▶ _Written request_
Please count how many lines of the rows below contain the string "plant", treating uppercase and lowercase as different, and reply with the number alone.

▶ _Records for the exercise_
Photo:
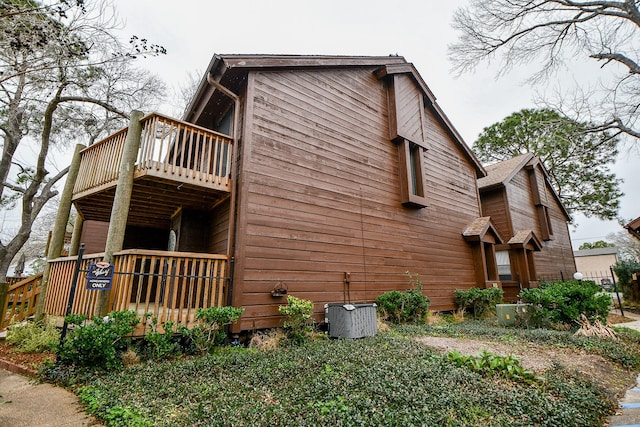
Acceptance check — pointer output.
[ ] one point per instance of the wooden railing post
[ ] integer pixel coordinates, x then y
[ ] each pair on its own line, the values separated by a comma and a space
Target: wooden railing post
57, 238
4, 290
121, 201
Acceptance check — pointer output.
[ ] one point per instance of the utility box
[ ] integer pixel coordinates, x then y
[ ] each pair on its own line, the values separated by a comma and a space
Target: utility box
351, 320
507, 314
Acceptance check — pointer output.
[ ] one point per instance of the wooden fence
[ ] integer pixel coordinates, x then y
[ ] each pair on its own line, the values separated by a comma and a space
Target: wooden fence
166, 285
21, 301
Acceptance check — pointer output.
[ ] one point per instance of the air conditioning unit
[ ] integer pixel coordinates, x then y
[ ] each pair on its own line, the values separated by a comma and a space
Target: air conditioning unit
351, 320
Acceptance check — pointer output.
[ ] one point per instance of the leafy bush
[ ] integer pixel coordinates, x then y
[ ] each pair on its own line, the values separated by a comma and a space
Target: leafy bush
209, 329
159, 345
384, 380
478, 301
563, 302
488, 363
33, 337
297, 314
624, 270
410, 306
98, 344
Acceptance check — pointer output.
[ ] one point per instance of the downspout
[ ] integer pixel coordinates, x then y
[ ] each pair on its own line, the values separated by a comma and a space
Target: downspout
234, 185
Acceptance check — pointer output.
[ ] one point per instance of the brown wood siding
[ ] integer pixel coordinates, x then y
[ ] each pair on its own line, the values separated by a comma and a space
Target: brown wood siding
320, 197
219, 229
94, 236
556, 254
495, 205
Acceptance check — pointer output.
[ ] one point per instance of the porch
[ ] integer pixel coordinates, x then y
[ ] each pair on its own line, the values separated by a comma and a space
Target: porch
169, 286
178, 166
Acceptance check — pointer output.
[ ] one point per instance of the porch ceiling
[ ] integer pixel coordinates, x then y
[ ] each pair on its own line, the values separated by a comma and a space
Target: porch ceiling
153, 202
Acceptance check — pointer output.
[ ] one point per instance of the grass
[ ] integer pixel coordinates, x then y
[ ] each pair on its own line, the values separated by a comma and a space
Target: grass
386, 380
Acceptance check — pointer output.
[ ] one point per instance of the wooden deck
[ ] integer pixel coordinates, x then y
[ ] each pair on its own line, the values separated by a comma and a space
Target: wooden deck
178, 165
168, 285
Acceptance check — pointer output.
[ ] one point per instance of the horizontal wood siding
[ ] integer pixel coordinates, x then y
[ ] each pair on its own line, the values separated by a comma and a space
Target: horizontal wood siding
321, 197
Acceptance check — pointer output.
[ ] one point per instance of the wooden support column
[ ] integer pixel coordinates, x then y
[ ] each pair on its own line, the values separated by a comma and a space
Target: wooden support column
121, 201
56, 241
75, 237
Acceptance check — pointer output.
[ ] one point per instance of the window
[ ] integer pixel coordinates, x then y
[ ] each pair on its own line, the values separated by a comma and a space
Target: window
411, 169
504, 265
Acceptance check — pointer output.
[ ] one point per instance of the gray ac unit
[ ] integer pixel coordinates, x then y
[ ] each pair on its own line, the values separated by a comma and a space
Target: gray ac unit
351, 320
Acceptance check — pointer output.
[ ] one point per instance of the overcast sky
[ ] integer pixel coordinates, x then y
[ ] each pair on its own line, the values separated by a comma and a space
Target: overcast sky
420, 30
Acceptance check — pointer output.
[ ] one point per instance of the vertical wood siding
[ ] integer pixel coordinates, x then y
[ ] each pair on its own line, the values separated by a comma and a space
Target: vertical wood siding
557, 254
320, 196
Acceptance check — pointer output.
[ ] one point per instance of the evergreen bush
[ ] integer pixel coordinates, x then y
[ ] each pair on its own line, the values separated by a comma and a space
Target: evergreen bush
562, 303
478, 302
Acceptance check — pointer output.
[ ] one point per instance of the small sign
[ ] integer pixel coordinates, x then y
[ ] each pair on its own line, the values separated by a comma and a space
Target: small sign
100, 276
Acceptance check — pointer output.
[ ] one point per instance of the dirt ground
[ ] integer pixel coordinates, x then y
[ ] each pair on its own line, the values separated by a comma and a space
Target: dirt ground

...

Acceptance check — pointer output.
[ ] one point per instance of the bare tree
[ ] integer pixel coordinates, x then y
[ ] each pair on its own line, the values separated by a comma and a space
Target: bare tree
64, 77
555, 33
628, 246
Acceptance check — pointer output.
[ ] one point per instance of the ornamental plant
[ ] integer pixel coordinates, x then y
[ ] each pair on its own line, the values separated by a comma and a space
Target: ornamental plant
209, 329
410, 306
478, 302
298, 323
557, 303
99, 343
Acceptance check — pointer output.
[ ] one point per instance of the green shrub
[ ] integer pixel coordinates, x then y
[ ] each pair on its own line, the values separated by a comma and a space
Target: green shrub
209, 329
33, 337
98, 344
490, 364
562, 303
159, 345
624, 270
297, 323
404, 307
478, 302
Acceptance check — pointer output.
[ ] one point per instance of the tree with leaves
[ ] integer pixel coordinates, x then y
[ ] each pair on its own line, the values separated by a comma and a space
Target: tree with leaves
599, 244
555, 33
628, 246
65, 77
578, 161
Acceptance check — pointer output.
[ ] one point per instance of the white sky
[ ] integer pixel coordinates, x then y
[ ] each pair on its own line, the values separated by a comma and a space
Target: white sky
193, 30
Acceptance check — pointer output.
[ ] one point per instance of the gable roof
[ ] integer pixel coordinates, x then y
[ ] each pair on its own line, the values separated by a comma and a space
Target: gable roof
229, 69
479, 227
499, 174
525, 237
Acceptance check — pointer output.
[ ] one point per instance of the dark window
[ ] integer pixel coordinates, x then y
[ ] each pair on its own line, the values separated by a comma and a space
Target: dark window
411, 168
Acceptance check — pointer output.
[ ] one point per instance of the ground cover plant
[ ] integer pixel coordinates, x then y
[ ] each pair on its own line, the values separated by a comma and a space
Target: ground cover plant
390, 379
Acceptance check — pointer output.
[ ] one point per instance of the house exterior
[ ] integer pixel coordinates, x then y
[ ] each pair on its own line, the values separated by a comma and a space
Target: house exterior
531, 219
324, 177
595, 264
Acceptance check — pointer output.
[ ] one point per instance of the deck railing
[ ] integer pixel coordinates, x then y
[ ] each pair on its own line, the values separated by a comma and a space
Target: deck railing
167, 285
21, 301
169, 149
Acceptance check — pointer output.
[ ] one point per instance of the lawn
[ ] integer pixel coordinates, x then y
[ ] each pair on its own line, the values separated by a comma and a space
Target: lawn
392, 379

▶ _The output_
4